Exercise prompt:
Would you output each record exactly as it stands?

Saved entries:
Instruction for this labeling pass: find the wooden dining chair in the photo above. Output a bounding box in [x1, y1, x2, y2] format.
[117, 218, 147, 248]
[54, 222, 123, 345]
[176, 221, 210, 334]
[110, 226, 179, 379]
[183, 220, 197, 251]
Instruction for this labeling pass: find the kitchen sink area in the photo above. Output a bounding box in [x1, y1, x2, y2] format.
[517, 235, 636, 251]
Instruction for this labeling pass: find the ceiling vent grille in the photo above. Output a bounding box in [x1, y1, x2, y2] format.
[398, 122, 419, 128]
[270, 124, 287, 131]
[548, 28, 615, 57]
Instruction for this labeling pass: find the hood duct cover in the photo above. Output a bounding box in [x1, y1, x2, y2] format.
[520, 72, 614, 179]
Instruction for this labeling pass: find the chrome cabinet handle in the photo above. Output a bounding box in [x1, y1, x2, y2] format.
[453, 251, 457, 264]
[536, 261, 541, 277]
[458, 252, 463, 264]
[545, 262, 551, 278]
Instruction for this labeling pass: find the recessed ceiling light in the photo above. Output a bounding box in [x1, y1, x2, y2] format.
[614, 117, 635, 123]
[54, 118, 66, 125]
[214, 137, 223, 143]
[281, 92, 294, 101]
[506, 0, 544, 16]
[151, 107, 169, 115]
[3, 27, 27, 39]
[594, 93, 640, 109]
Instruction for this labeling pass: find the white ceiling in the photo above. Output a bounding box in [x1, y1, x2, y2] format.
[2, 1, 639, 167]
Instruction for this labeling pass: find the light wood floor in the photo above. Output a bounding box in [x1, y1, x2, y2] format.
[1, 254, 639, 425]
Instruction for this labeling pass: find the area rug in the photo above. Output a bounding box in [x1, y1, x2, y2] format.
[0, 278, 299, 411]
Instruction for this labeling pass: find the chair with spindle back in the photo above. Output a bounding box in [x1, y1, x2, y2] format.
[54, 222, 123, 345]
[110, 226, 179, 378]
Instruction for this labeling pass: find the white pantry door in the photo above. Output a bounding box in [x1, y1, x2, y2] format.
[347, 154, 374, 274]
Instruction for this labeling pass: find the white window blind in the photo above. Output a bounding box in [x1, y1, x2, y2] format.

Result for this exercise:
Instruction for this labeling pass: find the wooden dining chair in the photo above. Output a bounding box in [x1, y1, x2, y2] format.
[117, 218, 147, 248]
[54, 222, 123, 345]
[176, 221, 210, 334]
[110, 226, 179, 379]
[183, 220, 197, 251]
Instruction for this labeling pass: find the kitchen sink area in the photo above. Output a bounding box in [x1, y1, x2, y2] format.
[517, 235, 636, 251]
Instruction for this labeling pass: find the ceiling vent grille in the photo above. Output a bounding box in [x1, y1, x2, y2] format.
[398, 122, 419, 128]
[270, 124, 287, 131]
[548, 28, 615, 57]
Instruction for this labeling pass: find the hood duct cover in the photo above. Output a bounding box in [x1, y1, x2, y2] format.
[520, 72, 614, 179]
Instruction for this labeling pass: find the chrome cabinet handle in the photo above. Output a bounding box in [x1, y1, x2, y2] format.
[453, 251, 457, 264]
[536, 261, 541, 277]
[458, 252, 463, 264]
[545, 262, 551, 278]
Instruction for this labeling pass: find the recessed ceiling light in the photo above. Output a bounding box in [x1, y1, x2, y2] format.
[614, 117, 635, 123]
[54, 118, 66, 125]
[214, 137, 223, 143]
[281, 92, 294, 101]
[506, 0, 544, 16]
[151, 107, 169, 115]
[3, 27, 27, 39]
[594, 93, 640, 109]
Instruction for this labeling pass: find the white ceiling in the photo above. Output a bounding box in [x1, y1, x2, y2] format.
[2, 1, 639, 167]
Instruction for this labeling pass: find the light wood floor in the photo above. Output a bounding box in [x1, y1, x2, y2] format.
[1, 254, 639, 425]
Instruction for this labeling pass: find the area rug in the photo above. Output a bounding box in [x1, y1, x2, y2] format.
[0, 278, 299, 411]
Instruction for this labeling pass: find the chair with spindle back in the photo above. Output a bounding box in [x1, y1, x2, y2] format.
[54, 222, 123, 345]
[110, 226, 179, 378]
Instruction for this labeling pass: find the white pantry door in the photo above. Output a bounding box in [x1, y1, x2, y2] format.
[347, 154, 374, 274]
Instruction for this labeling pass: find the white window blind in the photo above. Output a bounding box in [x1, y1, x2, y2] format.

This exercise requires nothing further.